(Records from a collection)

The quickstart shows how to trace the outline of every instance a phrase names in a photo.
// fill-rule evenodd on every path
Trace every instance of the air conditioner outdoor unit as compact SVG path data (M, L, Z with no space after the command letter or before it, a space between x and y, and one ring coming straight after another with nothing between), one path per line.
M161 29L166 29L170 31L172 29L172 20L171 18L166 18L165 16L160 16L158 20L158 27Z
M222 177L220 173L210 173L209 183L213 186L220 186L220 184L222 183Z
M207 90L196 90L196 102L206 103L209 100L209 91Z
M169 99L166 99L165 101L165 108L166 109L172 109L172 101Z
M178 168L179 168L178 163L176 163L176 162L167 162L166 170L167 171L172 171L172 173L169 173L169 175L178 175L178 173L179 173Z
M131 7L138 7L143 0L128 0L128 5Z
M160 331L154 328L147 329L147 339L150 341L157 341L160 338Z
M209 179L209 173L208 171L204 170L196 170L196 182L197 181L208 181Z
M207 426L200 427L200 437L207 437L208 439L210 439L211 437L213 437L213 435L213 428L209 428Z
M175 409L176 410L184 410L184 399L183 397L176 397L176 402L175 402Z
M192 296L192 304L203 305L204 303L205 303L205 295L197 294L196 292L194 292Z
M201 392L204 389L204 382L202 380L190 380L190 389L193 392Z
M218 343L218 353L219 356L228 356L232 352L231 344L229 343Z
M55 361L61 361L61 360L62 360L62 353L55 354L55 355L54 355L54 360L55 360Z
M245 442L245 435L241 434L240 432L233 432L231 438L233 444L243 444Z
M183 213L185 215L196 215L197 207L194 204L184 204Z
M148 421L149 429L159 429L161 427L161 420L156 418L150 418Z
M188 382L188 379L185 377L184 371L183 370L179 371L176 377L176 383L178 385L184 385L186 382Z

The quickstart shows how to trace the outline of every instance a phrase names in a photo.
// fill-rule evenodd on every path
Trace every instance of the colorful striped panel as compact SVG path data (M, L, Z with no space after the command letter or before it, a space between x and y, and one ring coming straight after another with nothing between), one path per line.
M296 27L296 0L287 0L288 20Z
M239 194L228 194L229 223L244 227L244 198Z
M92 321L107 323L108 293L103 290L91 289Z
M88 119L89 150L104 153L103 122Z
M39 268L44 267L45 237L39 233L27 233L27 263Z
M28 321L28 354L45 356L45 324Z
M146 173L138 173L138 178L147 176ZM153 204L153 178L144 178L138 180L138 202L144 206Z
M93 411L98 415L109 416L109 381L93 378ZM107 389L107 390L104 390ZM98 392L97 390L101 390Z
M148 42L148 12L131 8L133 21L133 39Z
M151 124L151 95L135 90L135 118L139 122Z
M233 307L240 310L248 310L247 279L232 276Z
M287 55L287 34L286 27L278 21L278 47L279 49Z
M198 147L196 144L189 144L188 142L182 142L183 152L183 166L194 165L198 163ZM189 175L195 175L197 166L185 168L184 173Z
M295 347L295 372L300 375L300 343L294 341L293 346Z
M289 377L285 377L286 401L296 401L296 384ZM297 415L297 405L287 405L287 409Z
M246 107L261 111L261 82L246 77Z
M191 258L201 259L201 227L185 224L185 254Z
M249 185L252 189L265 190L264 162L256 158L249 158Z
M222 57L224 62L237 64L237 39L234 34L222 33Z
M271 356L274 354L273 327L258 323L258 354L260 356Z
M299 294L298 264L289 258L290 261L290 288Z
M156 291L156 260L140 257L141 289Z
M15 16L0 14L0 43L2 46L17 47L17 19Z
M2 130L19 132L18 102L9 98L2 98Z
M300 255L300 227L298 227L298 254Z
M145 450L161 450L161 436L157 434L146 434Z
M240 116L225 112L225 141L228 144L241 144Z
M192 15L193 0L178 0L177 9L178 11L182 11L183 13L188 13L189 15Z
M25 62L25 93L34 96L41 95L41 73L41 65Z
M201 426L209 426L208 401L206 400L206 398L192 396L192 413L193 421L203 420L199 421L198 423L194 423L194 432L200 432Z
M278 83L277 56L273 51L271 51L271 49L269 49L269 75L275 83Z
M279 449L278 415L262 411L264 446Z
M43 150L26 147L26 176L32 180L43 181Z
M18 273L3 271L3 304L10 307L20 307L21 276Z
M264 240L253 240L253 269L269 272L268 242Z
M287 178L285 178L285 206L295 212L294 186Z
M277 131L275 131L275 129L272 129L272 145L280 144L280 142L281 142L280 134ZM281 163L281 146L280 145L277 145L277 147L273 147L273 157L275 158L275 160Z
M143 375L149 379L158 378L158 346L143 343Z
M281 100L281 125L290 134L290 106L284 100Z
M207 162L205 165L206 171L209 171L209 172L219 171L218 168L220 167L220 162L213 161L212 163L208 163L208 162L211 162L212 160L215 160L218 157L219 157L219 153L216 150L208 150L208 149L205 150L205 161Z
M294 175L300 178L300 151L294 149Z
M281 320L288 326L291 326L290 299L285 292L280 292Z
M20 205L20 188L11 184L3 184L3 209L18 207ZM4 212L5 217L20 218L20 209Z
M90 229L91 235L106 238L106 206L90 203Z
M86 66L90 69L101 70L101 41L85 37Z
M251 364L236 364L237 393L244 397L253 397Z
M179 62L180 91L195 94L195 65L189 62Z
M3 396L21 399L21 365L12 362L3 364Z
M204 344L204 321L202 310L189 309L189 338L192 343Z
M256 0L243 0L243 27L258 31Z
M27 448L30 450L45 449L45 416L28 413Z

## Task details
The response should be a verbatim transcription of the data.

## Answer to the problem
The quickstart shows how to trace the outline of every instance a phrase names in a photo.
// fill-rule evenodd on every path
Trace every instance of the air conditioner outdoor unit as compact SVG path data (M, L, Z with no space after the command letter or before it, a space between x and y, and one ring coming straight after another with nothing between), one path per line.
M161 29L166 29L170 31L172 29L172 20L171 18L166 18L165 16L160 16L158 20L158 27Z
M222 177L220 173L210 173L209 183L213 186L220 186L220 184L222 183Z
M207 90L196 90L196 102L206 103L209 100L209 91Z
M169 99L166 99L165 101L165 108L166 109L172 109L172 101Z
M178 168L179 168L178 163L176 163L176 162L167 162L166 170L167 171L172 171L172 173L169 173L169 175L178 175L178 173L179 173Z
M131 7L138 7L143 0L128 0L128 5Z
M160 331L154 328L147 329L147 339L150 341L157 341L160 338Z
M209 179L209 173L208 171L204 170L196 170L196 182L197 181L208 181Z
M207 426L200 427L200 437L207 437L208 439L210 439L211 437L213 437L213 435L213 428L209 428Z
M175 409L176 410L184 410L184 399L183 397L176 397L176 402L175 402Z
M192 296L192 304L203 305L204 303L205 303L205 295L197 294L196 292L194 292Z
M201 392L204 389L204 382L202 380L190 380L190 389L193 392Z
M218 343L218 353L219 356L228 356L232 352L231 344L229 343Z
M55 361L61 361L61 360L62 360L62 353L55 354L55 355L54 355L54 360L55 360Z
M245 442L245 435L241 434L240 432L233 432L231 438L233 444L243 444Z
M183 213L185 215L196 215L197 207L194 204L184 204Z
M148 421L149 429L159 429L161 427L161 420L156 418L150 418Z
M188 382L188 379L185 377L184 371L183 370L179 371L176 377L176 383L178 385L184 385L186 382Z

The quickstart shows how to trace the outline of every instance a phrase names in a photo.
// fill-rule evenodd on every path
Trace every instance of the colorful striped panel as compact SVG path data (M, L, Z with no space after the command letter or before it, a space between x and y, and one ring coming straight after another with nothing between), one path per line.
M296 27L296 0L287 0L288 20Z
M239 194L228 194L229 223L244 227L244 198Z
M92 321L107 323L108 293L103 290L91 289Z
M88 119L89 150L104 153L103 122Z
M39 268L44 267L45 237L39 233L27 233L27 263Z
M28 321L28 354L45 356L45 324Z
M146 173L138 173L138 178L147 176ZM153 204L153 178L144 178L138 180L138 202L144 206Z
M93 411L98 415L109 416L109 381L93 378ZM107 389L107 390L104 390ZM98 392L97 390L101 390Z
M148 42L148 12L131 8L133 21L133 39Z
M151 124L151 95L135 90L135 118L139 122Z
M233 307L240 310L248 310L247 279L232 276Z
M287 55L287 34L286 27L278 21L278 47L279 49Z
M198 147L196 144L189 144L188 142L182 142L183 152L183 166L194 165L198 163ZM189 175L195 175L197 166L185 168L184 173Z
M295 347L295 372L300 375L300 343L294 341L293 346Z
M289 377L285 377L286 401L296 401L296 384ZM297 415L297 405L287 405L287 409Z
M246 107L261 111L261 82L246 77Z
M191 258L201 259L201 227L185 224L185 254Z
M249 185L252 189L265 190L264 162L256 158L249 158Z
M222 57L224 62L237 64L237 39L234 34L222 33Z
M271 356L274 354L273 327L258 323L258 354L260 356Z
M299 294L298 264L289 258L290 261L290 288Z
M156 291L156 260L140 257L141 289Z
M15 16L0 14L0 43L2 46L17 47L17 19Z
M2 130L19 132L18 102L9 98L2 98Z
M300 255L300 227L298 227L298 254Z
M145 450L161 450L161 436L157 434L146 434Z
M240 116L225 112L225 141L228 144L241 144Z
M192 15L193 0L178 0L177 9L178 11L182 11L183 13L188 13L189 15Z
M25 62L25 93L34 96L41 95L41 73L41 65Z
M201 426L209 426L208 401L206 400L206 398L192 396L192 413L193 421L203 420L199 421L198 423L194 423L194 432L200 432Z
M278 83L277 56L273 51L271 51L271 49L269 49L269 75L275 83Z
M279 449L278 415L262 411L264 446Z
M43 150L26 147L26 176L32 180L43 181Z
M18 273L3 271L3 304L10 307L20 307L21 276Z
M264 240L253 240L253 269L269 272L268 242Z
M287 178L285 178L285 206L295 212L294 186Z
M277 131L275 131L275 129L272 129L272 145L280 144L280 142L281 142L280 134ZM281 163L281 146L280 145L277 145L277 147L273 147L273 157L275 158L275 160Z
M143 375L149 379L158 378L158 346L143 343Z
M281 100L281 125L290 134L290 106L284 100Z
M207 162L205 165L206 171L209 171L209 172L219 171L218 168L220 167L220 162L213 161L212 163L208 163L208 162L211 162L212 160L215 160L218 157L219 157L219 153L216 150L208 150L208 149L205 150L205 161Z
M294 175L300 178L300 151L294 149Z
M281 320L288 326L291 326L290 299L285 292L280 292Z
M20 205L20 188L11 184L3 184L3 209L18 207ZM4 212L5 217L20 218L20 209Z
M90 229L91 235L106 238L106 206L90 203Z
M86 66L90 69L101 70L101 41L85 37Z
M251 364L236 364L237 393L244 397L253 397Z
M179 62L180 91L195 94L195 65L189 62Z
M3 396L21 399L21 365L12 362L3 364Z
M204 344L204 321L202 310L189 309L189 338L192 343Z
M256 0L243 0L243 27L258 31Z
M27 448L30 450L45 449L45 416L28 413Z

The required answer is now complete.